▶ [Text to read]
◆ ◆ ◆

FAB 1. The Tampa Bay Buccaneers are just days away from having to make some tough decisions regarding their 2006 roster due to the weight of a $19 million overage on this year’s salary cap. While the Bucs will get some salary cap relief from restructuring the contracts of some players, general manager Bruce Allen will undoubtedly have to cut some players to get Tampa Bay into salary cap compliance by March 3.

The team took a big public relations hit from the fans and the local media over releasing fan-favorite safety John Lynch a couple of years ago, along with not re-signing another franchise cornerstone in defensive tackle Warren Sapp. But the sting from those moves was eased with the emergence of new star players like wide receiver Michael Clayton in 2004 and running back Cadillac Williams in 2005, coupled with an 11-5 regular season record and a surprise NFC South championship last year.

Allen and head coach Jon Gruden may figure that they have earned enough “capital” from last year’s 11-5 record that they are comfortably positioned to weather more criticism over some more unpopular roster moves. In the January-February issue of Pewter Report, managing editor Jim Flynn forecasted the possibility of Allen having to part ways with more team icons, such as linebacker Derrick Brooks or defensive end Simeon Rice. I can confirm that neither Brooks nor Rice is safe from being released at this juncture. Although no final decision has been made yet, Tampa Bay is still contemplating parting ways with one of those players, and it appears as if one of those Buccaneers won’t be back in 2006.

Although Brooks, who won the 2006 Pro Bowl MVP award earlier this month, was proactive in his approach to remain with Tampa Bay by hitting radio row at the Super Bowl and telling national audiences (The Jim Rome Show) and local audiences (The Steve Duemig Show) about his willingness to restructure his contract and his desire to retire as a Buccaneer, Brooks didn’t exactly say he would take a paycut. Restructuring is one thing, a pay reduction, which is likely what Allen has in mind, is another.

The Bucs may decide to part ways with Brooks this year because at age 33 (his 33rd birthday is on April 18), they feel that he isn’t the player that he used to be and is on the downward slope of his career. And with a stud weakside linebacker like Carolina’s Will Witherspoon available in free agency this year, the Bucs could conceivably get younger, cheaper and perhaps better at the position by releasing Brooks and signing Witherspoon.

◆ ◆ ◆

▶ [Data excerpt]
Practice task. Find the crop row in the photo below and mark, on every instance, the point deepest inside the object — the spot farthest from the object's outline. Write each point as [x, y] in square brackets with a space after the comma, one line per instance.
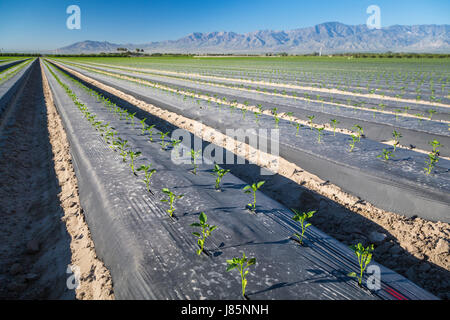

◆ ◆ ◆

▶ [Aim 1]
Answer these from the Buccaneers salary cap article, one line each:
(a) By what date must Tampa Bay get into salary cap compliance?
(b) Which player won the 2006 Pro Bowl MVP award?
(c) On what date is Derrick Brooks's birthday?
▶ [Aim 2]
Rewrite everything from "Although Brooks, who" down to "mind, is another." in the Buccaneers salary cap article, putting "media row" in place of "radio row".
▶ [Aim 3]
Extend the Buccaneers salary cap article, starting after its final sentence.

▶ [Written answer 1]
(a) March 3
(b) Derrick Brooks
(c) April 18

▶ [Written answer 2]
Although Brooks, who won the 2006 Pro Bowl MVP award earlier this month, was proactive in his approach to remain with Tampa Bay by hitting media row at the Super Bowl and telling national audiences (The Jim Rome Show) and local audiences (The Steve Duemig Show) about his willingness to restructure his contract and his desire to retire as a Buccaneer, Brooks didn’t exactly say he would take a paycut. Restructuring is one thing, a pay reduction, which is likely what Allen has in mind, is another.

▶ [Written answer 3]
The 6-foot-1, 231-pound Witherspoon recorded 81 tackles, 2.5 sacks, two interceptions (including one that was returned 35 yards for a touchdown) and 12 passes defensed in 2005. In 2004, Witherspoon, a fifth-year veteran out of Georgia, posted a career-high 103 tackles, three sacks, four interceptions and forced a fumble.

It’s too early to determine whether Witherspoon is a future Hall of Famer like Brooks is, but some league talent evaluators have him on par with the likes of Brooks and Chicago’s Lance Briggs right now, and Witherspoon has a promising upside, too.

Another option in free agency at the weakside linebacker spot could be Indianapolis’ playmaker David Thornton, who is not expected to return to the Colts due to Indy’s salary cap constraints.

But there has been some discussion this week between Brooks’ representatives and Allen that could lead to a new deal as early as this week. That restructured deal would give Tampa Bay the salary cap space it needs and ensure that Brooks would retire as a Buc, which he desperately wants to do. But if the current discussions between Brooks’ camp and Allen fall apart, Brooks may face the chopping block. However, that seems unlikely due to Pewter Report’s sources.

Should the Buccaneers elect to keep Brooks, they may decide to part ways with Rice, whose unpredictable attitude has worn out some at One Buccaneer Place. Rice has his moments of productivity, but he also has games where he disappears and occasions to where he gets out of line, such as missing a team meeting last year at San Francisco and getting suspended from the team.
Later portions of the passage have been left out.